**Written exercise**
Please extract the part of the passage about Pavel Lisitsian from "The son of a" to "his hectic schedule.", word for word.

**Passage to read**
By Olga Fyodorova
…The Lisitsians’ spacious Moscow apartment was full
of people all speaking at the same time. Small wonder since the landlady
once was a gymnastics coach, all of her four children were artists and
almost all her grandchildren were musicians. To say nothing about the head
of the family –Pavel Lisitsian, whose unforgettable baritone graced the
Bolshoi Opera for three decades and enjoyed almost daily airplay all around
the country.
Pavel Lisitsian road to stardom was long and winding.
The son of a drilling engineer, he also inherited his father’s musicality
and the two regularly sang together in an Armenian church choir in Vladikavkaz.
Coming to Leningrad at the age of 20, Pavel started
working at the Baltiisky shipyard simultaneously attending evening
classes at the local conservatory his bubbling energy enabling him to keep
up with his hectic schedule.

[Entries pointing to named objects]
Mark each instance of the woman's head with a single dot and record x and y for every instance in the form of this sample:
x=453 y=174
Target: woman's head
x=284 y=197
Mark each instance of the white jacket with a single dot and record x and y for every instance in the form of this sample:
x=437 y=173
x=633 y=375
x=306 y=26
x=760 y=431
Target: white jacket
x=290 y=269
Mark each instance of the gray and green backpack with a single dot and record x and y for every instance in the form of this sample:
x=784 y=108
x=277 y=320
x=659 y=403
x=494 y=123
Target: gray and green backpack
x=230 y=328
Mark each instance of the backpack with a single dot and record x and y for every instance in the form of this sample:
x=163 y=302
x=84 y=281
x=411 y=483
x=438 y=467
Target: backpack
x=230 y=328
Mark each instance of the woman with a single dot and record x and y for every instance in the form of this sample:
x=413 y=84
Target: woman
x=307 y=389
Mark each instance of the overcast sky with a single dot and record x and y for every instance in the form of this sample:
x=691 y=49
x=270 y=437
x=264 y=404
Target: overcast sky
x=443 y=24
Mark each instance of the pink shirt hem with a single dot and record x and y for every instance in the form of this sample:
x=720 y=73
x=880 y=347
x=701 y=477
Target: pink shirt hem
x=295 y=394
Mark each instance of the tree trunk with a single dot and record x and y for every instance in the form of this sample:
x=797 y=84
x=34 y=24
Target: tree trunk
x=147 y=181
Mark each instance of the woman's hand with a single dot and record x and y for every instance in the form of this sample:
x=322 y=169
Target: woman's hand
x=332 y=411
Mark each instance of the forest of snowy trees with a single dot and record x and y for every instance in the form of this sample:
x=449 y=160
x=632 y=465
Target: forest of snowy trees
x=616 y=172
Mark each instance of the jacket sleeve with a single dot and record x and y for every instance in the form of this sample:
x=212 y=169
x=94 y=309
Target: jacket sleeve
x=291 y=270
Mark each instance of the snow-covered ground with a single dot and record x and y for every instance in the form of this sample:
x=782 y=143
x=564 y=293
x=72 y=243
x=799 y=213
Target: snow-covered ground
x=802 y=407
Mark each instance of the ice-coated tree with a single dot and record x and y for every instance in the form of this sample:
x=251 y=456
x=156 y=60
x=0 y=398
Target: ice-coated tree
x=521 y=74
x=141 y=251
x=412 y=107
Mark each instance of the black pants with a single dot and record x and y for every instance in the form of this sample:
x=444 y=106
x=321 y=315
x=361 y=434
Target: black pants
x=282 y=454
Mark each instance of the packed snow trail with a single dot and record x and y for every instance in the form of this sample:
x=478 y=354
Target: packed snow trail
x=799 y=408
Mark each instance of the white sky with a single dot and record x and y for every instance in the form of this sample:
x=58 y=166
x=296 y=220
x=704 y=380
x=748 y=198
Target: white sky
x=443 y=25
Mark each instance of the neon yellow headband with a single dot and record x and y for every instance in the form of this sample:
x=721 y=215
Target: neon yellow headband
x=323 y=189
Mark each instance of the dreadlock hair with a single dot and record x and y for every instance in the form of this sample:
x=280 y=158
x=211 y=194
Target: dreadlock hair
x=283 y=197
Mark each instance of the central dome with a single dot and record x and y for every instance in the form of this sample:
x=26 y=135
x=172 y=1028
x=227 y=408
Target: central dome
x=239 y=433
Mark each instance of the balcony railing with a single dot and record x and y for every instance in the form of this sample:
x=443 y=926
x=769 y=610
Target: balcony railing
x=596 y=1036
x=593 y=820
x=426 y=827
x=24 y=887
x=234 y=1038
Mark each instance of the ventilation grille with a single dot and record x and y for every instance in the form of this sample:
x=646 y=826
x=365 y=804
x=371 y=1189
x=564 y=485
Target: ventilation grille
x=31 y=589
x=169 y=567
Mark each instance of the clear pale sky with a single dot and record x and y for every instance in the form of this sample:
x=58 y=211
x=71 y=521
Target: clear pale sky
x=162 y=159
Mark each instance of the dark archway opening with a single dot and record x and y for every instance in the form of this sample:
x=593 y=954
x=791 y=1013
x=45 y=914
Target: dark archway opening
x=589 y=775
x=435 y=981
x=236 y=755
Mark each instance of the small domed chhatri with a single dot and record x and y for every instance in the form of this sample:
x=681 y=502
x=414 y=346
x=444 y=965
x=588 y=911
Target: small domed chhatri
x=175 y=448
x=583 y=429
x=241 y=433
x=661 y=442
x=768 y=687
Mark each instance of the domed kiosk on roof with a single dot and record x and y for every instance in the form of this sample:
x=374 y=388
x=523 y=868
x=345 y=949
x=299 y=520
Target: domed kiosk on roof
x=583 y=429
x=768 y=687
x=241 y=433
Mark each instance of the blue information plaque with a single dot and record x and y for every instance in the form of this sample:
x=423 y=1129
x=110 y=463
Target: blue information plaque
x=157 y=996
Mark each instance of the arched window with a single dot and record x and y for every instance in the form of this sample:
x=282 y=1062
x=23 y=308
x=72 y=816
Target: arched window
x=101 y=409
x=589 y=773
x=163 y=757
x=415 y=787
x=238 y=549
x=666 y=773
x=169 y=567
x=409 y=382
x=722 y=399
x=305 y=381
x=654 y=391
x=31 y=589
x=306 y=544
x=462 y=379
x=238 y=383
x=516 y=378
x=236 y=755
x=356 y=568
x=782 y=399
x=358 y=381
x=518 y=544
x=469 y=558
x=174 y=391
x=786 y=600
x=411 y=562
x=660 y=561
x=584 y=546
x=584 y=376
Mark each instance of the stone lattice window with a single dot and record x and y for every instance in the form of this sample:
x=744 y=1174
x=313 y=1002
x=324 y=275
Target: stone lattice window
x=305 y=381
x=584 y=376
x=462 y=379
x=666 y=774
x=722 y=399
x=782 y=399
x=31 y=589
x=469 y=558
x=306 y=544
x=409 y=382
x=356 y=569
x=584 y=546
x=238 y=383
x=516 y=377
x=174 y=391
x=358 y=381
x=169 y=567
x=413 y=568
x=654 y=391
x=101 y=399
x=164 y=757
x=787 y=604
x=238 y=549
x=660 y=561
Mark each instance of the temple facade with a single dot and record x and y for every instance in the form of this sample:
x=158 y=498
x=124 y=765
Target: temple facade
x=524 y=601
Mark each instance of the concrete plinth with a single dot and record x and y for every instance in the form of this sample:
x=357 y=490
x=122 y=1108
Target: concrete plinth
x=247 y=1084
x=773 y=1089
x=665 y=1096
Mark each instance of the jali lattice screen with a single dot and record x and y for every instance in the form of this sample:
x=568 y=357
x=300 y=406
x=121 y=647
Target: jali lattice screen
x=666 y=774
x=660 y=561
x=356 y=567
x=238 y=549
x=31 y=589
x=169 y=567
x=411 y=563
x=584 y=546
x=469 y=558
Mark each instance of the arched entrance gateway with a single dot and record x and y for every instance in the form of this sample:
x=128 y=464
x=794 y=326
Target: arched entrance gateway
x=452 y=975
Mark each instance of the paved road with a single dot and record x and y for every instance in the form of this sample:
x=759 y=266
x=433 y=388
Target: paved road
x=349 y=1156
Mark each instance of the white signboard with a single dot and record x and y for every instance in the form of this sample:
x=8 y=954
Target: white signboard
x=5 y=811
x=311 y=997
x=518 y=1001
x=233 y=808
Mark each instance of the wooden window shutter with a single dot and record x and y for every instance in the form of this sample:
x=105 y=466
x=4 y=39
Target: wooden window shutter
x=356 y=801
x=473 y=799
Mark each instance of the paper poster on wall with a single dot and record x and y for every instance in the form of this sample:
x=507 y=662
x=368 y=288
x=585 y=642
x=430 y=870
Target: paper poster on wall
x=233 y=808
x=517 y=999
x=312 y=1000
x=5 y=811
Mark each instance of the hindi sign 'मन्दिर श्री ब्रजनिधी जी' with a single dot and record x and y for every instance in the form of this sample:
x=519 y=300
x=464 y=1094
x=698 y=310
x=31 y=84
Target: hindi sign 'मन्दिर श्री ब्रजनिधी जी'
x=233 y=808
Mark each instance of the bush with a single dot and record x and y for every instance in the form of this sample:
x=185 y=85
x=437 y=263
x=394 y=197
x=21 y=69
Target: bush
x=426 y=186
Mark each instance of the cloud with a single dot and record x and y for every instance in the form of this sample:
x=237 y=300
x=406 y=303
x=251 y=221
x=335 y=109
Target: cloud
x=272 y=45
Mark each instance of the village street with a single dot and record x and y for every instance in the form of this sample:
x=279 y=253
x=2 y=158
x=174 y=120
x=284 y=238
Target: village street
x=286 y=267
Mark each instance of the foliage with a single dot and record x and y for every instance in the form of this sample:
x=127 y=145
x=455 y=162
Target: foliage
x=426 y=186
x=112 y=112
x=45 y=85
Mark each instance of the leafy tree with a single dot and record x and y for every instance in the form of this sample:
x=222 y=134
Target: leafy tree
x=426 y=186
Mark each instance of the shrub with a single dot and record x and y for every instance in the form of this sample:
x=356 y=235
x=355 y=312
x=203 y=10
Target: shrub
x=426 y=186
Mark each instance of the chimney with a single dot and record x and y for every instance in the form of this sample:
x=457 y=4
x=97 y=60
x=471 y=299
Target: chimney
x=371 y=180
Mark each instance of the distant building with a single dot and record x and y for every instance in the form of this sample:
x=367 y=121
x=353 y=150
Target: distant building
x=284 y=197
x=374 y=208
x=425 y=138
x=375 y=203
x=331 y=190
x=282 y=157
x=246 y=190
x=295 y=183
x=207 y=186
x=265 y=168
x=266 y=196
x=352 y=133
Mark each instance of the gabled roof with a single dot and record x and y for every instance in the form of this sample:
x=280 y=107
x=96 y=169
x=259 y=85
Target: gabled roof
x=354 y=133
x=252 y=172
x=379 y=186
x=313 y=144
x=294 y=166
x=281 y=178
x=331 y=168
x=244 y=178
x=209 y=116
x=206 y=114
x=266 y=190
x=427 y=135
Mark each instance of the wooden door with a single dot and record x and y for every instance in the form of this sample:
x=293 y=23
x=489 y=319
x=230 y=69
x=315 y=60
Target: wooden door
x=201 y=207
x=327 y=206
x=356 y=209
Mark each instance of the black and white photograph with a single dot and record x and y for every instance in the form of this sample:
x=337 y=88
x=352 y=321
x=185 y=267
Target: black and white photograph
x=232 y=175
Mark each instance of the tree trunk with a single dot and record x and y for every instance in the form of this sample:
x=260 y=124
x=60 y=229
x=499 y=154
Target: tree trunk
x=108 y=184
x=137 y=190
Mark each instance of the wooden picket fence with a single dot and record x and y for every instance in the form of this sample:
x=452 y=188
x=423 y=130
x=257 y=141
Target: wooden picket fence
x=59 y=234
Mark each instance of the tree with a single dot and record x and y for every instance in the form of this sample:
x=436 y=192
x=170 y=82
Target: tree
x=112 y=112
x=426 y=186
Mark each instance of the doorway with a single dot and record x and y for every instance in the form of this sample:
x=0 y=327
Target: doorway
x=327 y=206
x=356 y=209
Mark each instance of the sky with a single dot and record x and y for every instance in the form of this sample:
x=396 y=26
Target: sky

**Exercise response**
The son of a drilling engineer, he also inherited his father’s musicality
and the two regularly sang together in an Armenian church choir in Vladikavkaz.
Coming to Leningrad at the age of 20, Pavel started
working at the Baltiisky shipyard simultaneously attending evening
classes at the local conservatory his bubbling energy enabling him to keep
up with his hectic schedule.